→ **Extracted records**:
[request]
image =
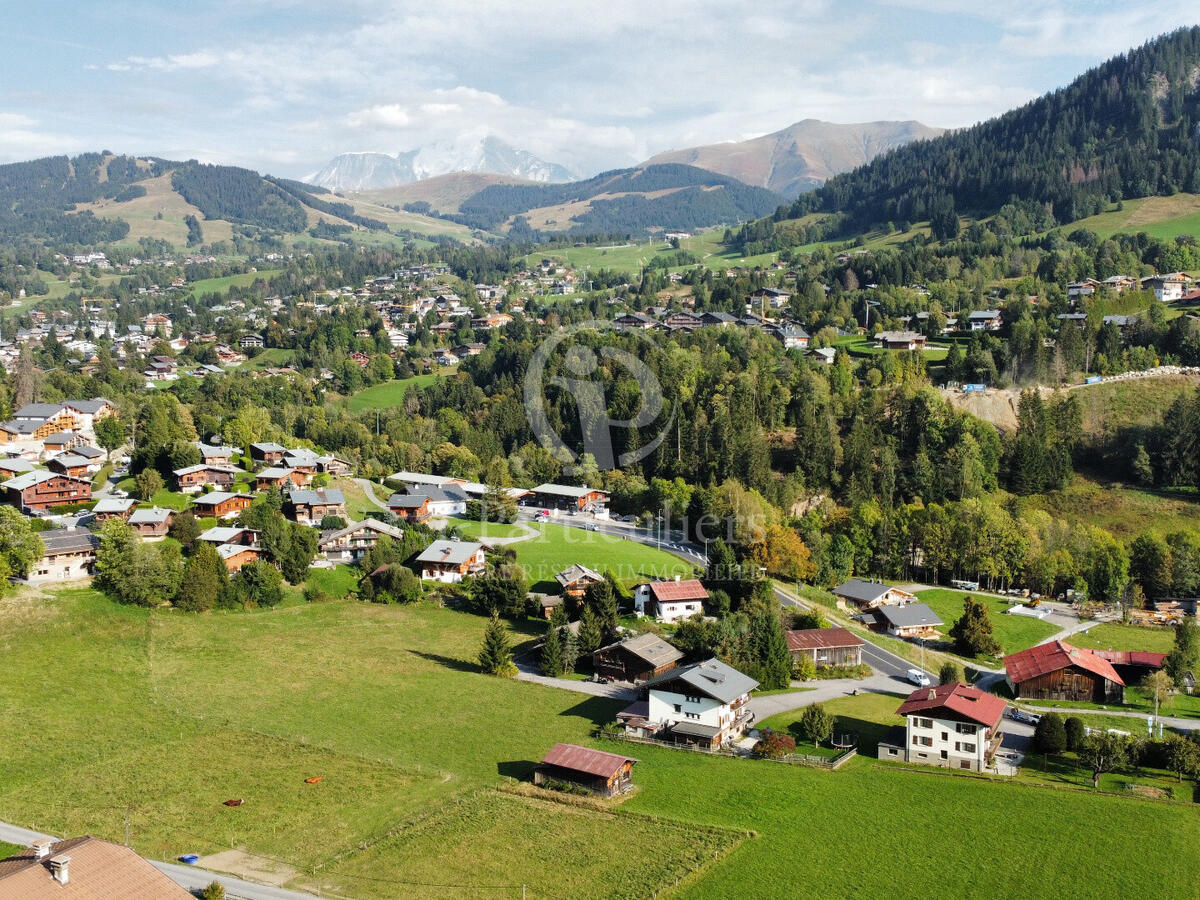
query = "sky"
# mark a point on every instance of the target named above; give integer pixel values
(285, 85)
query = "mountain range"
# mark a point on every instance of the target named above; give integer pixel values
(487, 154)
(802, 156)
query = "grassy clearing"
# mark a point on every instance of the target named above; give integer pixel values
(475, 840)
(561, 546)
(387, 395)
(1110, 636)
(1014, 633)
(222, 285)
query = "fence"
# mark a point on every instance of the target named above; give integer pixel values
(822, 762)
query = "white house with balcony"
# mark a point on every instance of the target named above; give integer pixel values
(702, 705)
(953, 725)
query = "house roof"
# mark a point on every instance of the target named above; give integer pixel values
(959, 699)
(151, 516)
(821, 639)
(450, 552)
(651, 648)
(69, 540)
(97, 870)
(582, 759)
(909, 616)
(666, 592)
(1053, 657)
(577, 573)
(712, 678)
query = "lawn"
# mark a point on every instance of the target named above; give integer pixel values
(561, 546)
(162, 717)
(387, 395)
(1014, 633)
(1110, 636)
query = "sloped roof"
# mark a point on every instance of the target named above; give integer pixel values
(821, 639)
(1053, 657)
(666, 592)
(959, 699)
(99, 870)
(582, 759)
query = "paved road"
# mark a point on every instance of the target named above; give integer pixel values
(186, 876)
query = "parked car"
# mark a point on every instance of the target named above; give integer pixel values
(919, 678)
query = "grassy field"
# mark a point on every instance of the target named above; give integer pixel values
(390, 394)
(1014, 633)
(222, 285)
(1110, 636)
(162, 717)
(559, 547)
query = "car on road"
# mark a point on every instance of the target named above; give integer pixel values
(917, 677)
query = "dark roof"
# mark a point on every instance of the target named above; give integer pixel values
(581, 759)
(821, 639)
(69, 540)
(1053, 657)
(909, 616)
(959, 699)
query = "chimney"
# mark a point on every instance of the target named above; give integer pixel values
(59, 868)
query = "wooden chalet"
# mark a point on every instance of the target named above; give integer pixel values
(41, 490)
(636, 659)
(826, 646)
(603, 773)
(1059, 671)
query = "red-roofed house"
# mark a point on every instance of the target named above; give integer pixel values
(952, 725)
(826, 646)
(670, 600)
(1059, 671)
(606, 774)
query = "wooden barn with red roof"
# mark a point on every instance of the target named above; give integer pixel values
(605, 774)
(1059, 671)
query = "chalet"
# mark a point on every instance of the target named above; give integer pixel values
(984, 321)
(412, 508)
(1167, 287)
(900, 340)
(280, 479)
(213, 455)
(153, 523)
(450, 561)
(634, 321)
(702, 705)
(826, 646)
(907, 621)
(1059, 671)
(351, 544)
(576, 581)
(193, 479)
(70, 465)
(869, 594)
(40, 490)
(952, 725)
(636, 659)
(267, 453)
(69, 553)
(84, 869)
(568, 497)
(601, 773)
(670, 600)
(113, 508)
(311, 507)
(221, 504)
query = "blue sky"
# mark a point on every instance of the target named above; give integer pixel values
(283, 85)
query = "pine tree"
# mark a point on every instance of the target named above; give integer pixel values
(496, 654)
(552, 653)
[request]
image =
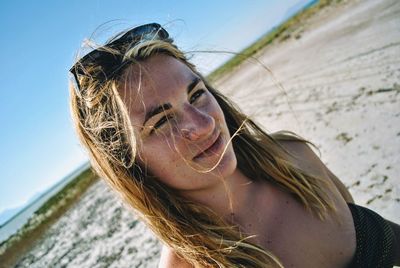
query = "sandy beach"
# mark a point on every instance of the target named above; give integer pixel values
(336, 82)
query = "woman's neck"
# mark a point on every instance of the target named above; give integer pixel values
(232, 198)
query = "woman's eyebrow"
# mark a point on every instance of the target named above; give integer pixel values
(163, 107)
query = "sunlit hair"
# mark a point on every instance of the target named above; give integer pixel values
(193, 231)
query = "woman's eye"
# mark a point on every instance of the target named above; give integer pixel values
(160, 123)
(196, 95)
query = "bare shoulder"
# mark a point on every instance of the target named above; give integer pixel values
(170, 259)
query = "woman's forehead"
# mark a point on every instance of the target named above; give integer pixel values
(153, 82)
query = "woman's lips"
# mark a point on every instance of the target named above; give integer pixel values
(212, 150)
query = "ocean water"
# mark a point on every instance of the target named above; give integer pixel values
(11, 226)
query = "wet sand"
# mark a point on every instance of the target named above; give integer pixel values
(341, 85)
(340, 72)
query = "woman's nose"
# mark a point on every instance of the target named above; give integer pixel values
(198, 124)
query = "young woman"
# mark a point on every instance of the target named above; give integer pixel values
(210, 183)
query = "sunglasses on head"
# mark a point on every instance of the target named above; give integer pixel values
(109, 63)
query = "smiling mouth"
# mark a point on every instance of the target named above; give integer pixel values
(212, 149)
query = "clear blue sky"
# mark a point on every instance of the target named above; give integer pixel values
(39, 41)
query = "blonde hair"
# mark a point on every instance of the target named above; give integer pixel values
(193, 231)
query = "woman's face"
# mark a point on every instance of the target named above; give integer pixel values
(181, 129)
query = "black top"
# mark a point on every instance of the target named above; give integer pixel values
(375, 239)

→ **Work to be completed**:
Repeat the data above exactly, but not the pictures.

→ **Response to this task**:
[request]
image =
query = "sky"
# mark a point on every instance of the target named above; give integer pixel values
(285, 85)
query = "mountain range"
# mark a point on every instance of the target named above; give integer pixel values
(487, 154)
(802, 156)
query = "grassy clearing"
# mark a point on every instance of the target named above; give integer pixel values
(475, 840)
(561, 546)
(387, 395)
(1110, 636)
(1014, 633)
(222, 285)
query = "fence"
# mark a point on every instance of the target named above; give integer pixel values
(822, 762)
query = "white house with balcony"
# mark a point on every instance of the target named above; give integer pixel values
(702, 705)
(953, 725)
query = "house roof"
# mark a point on every instance of the target named above; give integer pixel values
(959, 699)
(151, 516)
(821, 639)
(450, 552)
(651, 648)
(69, 540)
(97, 870)
(582, 759)
(909, 616)
(666, 592)
(1053, 657)
(577, 573)
(712, 678)
query = "lawn"
# mark a point on every instance of the target named above; give integer pixel values
(561, 546)
(162, 717)
(387, 395)
(1014, 633)
(1110, 636)
query = "sloped roof"
# mark a point on every instance of the target named above; give integer pixel values
(821, 639)
(1053, 657)
(666, 592)
(959, 699)
(99, 870)
(582, 759)
query = "paved road"
# mark a point on every instance of the target named above; give integer pixel values
(186, 876)
query = "parked car"
# mark a point on every instance of the target named above; give integer pixel values
(919, 678)
query = "grassy field"
# mark a point on every instance of the target named above; give integer pixel values
(390, 394)
(1014, 633)
(222, 285)
(1110, 636)
(162, 717)
(559, 547)
query = "car on road"
# mark a point on every instance of the target named above; give integer pixel values
(917, 677)
query = "dark roof"
# mark a point on every instance of the target named above; give integer pixel values
(581, 759)
(821, 639)
(69, 540)
(1053, 657)
(909, 616)
(959, 699)
query = "chimney"
# mark a point on every instance of the target named above; give integer pixel values
(59, 868)
query = "wooden chalet"
# mark a point on every instance of the target named above; give integer pixel values
(41, 490)
(636, 659)
(826, 646)
(603, 773)
(1059, 671)
query = "red-roofed house"
# mark a point on every instance of the target named above; give integer pixel values
(952, 725)
(826, 646)
(670, 600)
(1059, 671)
(606, 774)
query = "wooden barn with red roof"
# mark a point on every instance of the target named above; give integer pixel values
(605, 774)
(1059, 671)
query = "chalet"
# mark a point on every instance of the target named above; give integer pixel values
(984, 321)
(412, 508)
(1167, 287)
(900, 340)
(280, 479)
(213, 455)
(153, 523)
(450, 561)
(634, 321)
(702, 705)
(826, 646)
(907, 621)
(1059, 671)
(351, 544)
(576, 581)
(193, 479)
(70, 465)
(869, 594)
(40, 490)
(952, 725)
(636, 659)
(267, 453)
(69, 553)
(84, 869)
(568, 497)
(601, 773)
(670, 600)
(113, 508)
(311, 507)
(221, 504)
query = "blue sky"
# mark a point on every instance of the target named above; give integer pixel values
(283, 85)
query = "pine tree"
# mark a point on every instance of the target named above; give integer pixel values
(496, 654)
(552, 653)
[request]
image =
query = "sandy beach"
# mark a point on every instance of the target named above; give integer pixel values
(336, 82)
query = "woman's neck"
# mark a point on every instance of the target named above; give integer pixel values
(232, 198)
query = "woman's eyebrow"
# mark a point on every instance of the target named above; give integer pixel values
(163, 107)
query = "sunlit hair"
# mark a point on every instance of the target named above; give integer pixel values
(193, 231)
query = "woman's eye"
# mark a point on every instance of the target named above; give integer pixel values
(160, 123)
(196, 95)
query = "bare shoulder"
# mark a point on every instance of the target named above; give integer pixel values
(170, 259)
query = "woman's forehead"
# mark a point on every instance of the target named above; give integer pixel values
(153, 82)
query = "woman's lips"
# mark a point on every instance of the target named above; give integer pixel values
(212, 150)
query = "ocean water"
# mark a point on every instance of the target named above; give integer pixel values
(11, 226)
query = "wet sand"
# mark a point on every instance of the target named above; give integer pixel values
(341, 85)
(340, 72)
query = "woman's nose"
# mark a point on every instance of the target named above; give integer pixel values
(198, 124)
query = "young woman"
# mark a point on every instance of the target named above; give integer pixel values
(210, 183)
query = "sunglasses on head"
# mark a point on every instance of the target named above; give integer pixel values
(109, 63)
query = "smiling mouth"
# mark a point on every instance of the target named above; give integer pixel values
(212, 149)
query = "clear blue sky"
# mark a point on every instance of the target named above; give integer pixel values
(39, 41)
query = "blonde hair"
# mark a point on every instance of the target named above; give integer pixel values
(193, 231)
query = "woman's face"
# mark a point on every instance of the target named above; give integer pixel values
(181, 129)
query = "black top"
# mark a point on every instance of the target named above; give integer pixel values
(375, 239)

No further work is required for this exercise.